--- TO BE DONE ---
Only those lines running from the line that contains "point: the black" through the end of the material are to be written out, each exactly as shown.

--- ITEMS ---
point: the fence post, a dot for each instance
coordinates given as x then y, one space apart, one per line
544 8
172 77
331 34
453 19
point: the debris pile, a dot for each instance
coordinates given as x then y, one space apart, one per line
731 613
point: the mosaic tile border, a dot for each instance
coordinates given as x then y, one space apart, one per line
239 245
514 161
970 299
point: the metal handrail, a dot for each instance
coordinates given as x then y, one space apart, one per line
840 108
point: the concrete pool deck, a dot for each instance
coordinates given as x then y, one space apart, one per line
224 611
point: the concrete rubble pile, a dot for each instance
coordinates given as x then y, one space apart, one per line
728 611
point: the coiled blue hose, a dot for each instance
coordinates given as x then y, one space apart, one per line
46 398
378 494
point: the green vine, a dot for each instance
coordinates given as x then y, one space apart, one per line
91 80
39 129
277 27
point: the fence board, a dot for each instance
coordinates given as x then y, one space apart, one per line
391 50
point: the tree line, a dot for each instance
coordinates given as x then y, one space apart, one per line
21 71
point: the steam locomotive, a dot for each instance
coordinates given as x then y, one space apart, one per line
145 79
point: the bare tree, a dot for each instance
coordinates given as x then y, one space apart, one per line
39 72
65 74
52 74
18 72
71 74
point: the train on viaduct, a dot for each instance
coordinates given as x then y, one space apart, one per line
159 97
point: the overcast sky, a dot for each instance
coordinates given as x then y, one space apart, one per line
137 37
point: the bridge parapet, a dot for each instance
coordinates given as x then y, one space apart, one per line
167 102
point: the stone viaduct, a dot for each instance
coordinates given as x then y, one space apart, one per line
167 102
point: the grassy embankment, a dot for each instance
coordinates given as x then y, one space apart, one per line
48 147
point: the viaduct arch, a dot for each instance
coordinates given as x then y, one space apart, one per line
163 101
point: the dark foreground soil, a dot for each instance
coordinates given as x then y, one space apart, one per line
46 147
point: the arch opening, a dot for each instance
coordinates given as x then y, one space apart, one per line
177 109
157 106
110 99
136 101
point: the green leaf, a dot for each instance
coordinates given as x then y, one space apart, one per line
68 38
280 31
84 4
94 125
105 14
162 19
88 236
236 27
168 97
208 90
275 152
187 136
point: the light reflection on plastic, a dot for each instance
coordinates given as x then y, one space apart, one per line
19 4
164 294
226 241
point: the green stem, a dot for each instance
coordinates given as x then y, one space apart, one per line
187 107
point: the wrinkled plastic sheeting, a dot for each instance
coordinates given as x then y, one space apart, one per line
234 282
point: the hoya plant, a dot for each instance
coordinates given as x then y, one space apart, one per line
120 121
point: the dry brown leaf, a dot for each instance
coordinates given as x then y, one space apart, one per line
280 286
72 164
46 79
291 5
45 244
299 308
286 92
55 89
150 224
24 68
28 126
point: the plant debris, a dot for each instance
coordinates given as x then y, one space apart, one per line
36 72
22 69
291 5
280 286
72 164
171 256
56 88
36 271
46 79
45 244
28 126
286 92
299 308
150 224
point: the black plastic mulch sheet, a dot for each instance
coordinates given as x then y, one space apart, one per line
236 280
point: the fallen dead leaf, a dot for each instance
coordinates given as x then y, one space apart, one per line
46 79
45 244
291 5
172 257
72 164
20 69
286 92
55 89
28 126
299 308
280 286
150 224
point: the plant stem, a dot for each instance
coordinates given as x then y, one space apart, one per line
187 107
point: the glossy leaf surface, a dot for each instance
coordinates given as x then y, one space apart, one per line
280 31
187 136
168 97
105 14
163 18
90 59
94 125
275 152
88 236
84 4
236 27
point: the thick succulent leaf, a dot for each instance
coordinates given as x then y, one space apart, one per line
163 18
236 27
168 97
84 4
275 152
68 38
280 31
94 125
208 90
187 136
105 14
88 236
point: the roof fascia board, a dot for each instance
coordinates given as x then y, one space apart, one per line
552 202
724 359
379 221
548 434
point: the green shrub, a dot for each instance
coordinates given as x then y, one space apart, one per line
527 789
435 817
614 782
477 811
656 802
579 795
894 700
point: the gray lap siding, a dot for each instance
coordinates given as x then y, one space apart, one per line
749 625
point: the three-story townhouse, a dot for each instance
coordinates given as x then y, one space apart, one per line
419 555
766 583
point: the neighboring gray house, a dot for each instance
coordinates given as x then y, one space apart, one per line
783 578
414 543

--- OUTPUT FOR THIS TASK ---
point: the black plastic mulch sheet, a dot for each instance
coordinates given as x then y, one space apart, one per line
236 280
point: the fallen dead leaf, a dot for each instance
coordinates given as x then y, one space apart, one per line
46 79
45 244
291 5
172 257
72 164
20 69
286 92
55 89
28 126
299 308
280 286
150 224
point: the plant stem, a dot for each instance
coordinates given as x then y, one space apart, one per line
187 107
point: the glossy leaf surface, a dot for each instance
coordinates given as x then y, one space apart, one per line
280 31
187 136
168 97
105 14
163 18
90 59
94 125
275 152
88 236
84 4
236 27
point: the thick succulent leaf, a dot for each instance
coordinates given as x then y, one space apart, one per line
163 18
236 27
168 97
84 4
275 152
68 38
280 31
94 125
208 90
187 136
105 14
88 236
point: the roof fascia board, a dot for each instance
coordinates given as x then y, one space apart, one per line
552 202
724 359
379 221
548 434
point: the green shrub, a dot for each instance
coordinates given as x then y, one space apart, one per line
527 789
435 817
614 782
477 811
656 802
579 795
894 700
point: the gray lap siding, a dot for each instance
coordinates given as x then y, one space apart, one per line
749 625
point: the three-story townhouse, a dot for each instance
coordinates given as x then y, one space apart, one per line
419 555
766 583
point: the neighboring gray house, a dot for each instance
coordinates given as x then y, one space apart, one per line
783 578
414 543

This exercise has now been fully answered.